++++ DATA FOR PROCESSING

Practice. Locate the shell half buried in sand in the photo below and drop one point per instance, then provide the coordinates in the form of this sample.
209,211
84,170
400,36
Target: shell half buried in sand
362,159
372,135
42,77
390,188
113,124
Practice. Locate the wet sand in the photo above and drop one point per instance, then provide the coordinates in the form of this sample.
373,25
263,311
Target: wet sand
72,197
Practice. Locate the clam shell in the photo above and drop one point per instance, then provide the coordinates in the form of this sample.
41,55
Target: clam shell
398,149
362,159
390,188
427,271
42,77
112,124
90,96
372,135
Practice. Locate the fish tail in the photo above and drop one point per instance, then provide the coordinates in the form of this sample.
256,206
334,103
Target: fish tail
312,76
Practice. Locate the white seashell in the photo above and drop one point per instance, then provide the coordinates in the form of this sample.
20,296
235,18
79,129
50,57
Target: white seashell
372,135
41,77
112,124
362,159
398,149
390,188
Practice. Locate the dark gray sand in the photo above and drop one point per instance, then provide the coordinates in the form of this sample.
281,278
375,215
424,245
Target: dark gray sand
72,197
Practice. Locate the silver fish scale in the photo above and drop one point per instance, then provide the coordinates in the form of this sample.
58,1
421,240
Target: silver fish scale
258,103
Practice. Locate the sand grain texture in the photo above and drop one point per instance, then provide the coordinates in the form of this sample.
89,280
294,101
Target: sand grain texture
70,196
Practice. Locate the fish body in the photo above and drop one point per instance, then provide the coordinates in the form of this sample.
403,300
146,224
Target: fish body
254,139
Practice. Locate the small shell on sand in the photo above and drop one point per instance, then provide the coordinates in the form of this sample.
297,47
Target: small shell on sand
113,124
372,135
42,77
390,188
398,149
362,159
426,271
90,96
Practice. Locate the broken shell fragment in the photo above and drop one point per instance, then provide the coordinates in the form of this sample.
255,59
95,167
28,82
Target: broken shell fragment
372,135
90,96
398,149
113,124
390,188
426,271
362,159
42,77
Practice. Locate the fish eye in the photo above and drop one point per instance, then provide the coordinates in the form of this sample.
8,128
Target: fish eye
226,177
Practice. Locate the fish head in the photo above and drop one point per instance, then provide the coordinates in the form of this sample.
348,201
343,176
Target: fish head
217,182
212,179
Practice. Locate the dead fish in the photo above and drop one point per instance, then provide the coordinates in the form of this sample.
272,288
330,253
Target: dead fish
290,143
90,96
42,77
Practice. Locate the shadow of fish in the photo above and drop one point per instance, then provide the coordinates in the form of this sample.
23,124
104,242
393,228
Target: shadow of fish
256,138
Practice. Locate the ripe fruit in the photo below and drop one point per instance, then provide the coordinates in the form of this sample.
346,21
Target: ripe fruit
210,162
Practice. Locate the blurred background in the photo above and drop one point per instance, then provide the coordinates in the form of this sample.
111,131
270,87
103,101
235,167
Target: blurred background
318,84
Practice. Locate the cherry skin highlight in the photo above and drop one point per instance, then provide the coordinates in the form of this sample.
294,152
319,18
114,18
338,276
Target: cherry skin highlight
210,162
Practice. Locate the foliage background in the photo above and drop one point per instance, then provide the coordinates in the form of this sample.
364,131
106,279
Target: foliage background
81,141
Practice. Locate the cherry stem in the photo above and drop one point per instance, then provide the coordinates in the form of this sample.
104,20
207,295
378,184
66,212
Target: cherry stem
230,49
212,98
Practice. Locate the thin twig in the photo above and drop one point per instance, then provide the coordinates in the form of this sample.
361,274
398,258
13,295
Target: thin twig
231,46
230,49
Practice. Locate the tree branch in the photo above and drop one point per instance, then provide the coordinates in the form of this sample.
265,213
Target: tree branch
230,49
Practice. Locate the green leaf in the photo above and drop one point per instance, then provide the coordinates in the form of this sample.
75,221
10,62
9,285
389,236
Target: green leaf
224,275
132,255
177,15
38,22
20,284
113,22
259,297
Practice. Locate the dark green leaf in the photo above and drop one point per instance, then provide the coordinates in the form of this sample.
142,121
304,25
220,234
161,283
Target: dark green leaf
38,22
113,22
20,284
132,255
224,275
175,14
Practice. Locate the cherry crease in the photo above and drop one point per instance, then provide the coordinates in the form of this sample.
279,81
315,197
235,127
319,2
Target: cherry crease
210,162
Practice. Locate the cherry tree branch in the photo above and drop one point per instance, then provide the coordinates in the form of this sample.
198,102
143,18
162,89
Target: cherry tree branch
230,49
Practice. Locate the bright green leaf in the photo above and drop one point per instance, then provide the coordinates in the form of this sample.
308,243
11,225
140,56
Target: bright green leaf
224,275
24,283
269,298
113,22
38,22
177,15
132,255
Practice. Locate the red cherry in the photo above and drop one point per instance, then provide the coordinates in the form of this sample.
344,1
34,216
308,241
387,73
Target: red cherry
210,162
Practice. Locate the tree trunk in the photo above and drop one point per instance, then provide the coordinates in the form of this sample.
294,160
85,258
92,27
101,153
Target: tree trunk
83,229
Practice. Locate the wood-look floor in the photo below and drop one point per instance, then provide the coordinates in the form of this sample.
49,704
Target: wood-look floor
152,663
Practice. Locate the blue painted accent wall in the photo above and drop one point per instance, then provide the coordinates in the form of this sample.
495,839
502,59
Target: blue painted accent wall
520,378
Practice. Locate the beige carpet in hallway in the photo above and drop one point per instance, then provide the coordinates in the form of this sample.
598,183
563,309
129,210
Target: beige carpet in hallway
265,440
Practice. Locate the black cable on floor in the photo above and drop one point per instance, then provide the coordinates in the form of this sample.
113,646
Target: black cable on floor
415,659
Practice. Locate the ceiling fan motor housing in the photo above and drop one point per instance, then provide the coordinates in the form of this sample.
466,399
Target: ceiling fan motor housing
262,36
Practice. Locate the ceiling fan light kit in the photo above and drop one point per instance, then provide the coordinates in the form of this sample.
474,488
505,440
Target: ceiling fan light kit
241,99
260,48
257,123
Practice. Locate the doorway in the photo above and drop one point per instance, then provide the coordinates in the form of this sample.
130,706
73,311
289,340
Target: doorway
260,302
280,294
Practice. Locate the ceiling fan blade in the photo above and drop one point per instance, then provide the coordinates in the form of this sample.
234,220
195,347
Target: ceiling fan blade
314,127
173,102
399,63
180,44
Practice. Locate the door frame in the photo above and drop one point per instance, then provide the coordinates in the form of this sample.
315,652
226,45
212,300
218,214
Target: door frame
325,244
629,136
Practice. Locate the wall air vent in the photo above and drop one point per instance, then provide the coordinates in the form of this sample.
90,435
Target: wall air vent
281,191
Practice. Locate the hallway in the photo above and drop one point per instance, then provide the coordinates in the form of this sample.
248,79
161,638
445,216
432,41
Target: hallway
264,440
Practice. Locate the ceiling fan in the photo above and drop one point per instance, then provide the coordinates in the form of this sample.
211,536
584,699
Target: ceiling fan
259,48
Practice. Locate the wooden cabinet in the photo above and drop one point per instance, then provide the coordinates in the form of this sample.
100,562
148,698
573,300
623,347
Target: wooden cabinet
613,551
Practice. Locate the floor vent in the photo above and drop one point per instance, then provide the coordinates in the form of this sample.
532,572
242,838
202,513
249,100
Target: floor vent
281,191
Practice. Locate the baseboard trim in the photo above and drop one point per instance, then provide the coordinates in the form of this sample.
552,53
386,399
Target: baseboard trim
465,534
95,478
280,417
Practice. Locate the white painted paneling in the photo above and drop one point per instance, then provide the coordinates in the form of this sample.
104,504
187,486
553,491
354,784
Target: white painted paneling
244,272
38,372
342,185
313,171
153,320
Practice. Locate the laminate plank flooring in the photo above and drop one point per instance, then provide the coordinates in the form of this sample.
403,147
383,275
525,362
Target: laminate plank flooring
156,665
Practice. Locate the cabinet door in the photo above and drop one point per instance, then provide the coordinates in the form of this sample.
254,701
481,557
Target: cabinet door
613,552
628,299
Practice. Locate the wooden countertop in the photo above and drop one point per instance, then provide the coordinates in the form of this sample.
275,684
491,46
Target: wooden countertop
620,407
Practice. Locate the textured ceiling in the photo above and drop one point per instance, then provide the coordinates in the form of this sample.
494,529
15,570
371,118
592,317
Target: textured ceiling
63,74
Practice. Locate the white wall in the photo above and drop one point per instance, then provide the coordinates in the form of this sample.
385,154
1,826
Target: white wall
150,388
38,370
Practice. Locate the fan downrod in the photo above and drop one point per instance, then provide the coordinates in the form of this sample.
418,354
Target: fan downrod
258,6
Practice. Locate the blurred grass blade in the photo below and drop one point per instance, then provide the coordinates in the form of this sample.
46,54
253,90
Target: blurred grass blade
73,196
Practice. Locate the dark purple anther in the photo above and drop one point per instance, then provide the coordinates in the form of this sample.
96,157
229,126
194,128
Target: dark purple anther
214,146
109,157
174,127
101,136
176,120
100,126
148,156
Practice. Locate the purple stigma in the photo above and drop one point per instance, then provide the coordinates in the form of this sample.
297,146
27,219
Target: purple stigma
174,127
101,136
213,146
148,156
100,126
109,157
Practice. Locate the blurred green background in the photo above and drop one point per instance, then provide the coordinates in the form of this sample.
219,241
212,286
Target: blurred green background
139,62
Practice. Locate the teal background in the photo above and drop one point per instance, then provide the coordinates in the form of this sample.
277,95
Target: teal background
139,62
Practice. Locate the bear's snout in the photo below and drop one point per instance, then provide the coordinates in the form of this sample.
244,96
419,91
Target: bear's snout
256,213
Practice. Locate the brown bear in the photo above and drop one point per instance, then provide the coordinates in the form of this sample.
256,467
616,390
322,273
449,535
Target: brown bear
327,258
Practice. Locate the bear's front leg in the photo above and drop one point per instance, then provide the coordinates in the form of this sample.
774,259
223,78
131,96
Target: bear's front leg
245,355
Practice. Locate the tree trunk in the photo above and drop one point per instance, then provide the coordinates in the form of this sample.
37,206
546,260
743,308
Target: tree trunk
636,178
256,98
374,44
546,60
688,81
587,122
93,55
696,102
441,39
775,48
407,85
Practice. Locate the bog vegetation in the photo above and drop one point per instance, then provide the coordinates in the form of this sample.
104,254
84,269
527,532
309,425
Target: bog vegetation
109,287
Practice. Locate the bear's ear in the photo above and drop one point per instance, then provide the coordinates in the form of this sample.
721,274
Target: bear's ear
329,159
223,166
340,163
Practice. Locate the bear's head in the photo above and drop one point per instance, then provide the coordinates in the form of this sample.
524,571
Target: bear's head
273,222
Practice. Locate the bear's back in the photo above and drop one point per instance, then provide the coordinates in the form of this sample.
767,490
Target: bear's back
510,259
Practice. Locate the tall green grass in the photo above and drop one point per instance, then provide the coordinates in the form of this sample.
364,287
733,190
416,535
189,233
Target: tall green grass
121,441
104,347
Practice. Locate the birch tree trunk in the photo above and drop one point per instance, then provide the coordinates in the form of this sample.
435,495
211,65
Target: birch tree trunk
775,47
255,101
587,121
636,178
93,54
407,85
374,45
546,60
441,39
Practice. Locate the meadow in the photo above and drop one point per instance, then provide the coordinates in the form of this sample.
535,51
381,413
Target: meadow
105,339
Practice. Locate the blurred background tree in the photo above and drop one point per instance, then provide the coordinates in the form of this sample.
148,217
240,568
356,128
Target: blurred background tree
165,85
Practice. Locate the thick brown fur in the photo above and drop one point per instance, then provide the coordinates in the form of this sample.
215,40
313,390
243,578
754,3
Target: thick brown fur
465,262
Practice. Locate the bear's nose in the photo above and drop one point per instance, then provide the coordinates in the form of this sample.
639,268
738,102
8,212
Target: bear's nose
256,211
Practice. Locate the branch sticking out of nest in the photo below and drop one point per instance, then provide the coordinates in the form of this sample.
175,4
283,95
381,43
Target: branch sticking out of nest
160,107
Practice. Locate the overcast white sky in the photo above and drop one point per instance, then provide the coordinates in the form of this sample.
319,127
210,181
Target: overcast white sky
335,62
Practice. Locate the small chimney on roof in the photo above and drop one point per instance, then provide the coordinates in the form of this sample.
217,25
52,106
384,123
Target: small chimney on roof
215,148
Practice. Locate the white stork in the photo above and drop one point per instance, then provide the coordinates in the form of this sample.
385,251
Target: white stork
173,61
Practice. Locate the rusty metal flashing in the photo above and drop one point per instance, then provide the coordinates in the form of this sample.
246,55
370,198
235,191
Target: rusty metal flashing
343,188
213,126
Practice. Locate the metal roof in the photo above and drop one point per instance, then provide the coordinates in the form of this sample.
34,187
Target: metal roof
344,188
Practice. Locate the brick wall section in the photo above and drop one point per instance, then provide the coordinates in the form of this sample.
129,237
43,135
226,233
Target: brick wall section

++++++++

[TASK BRIEF] Copy the rows above, starting with the line that contains "Practice. Locate the brick" and continuing through the final line of the rows, reproducing every line unchanged.

[THE RESPONSE]
Practice. Locate the brick wall section in the photo above and drop one point per instance, then provide the coordinates in the form of this sample.
129,237
43,135
226,233
Target: brick wall section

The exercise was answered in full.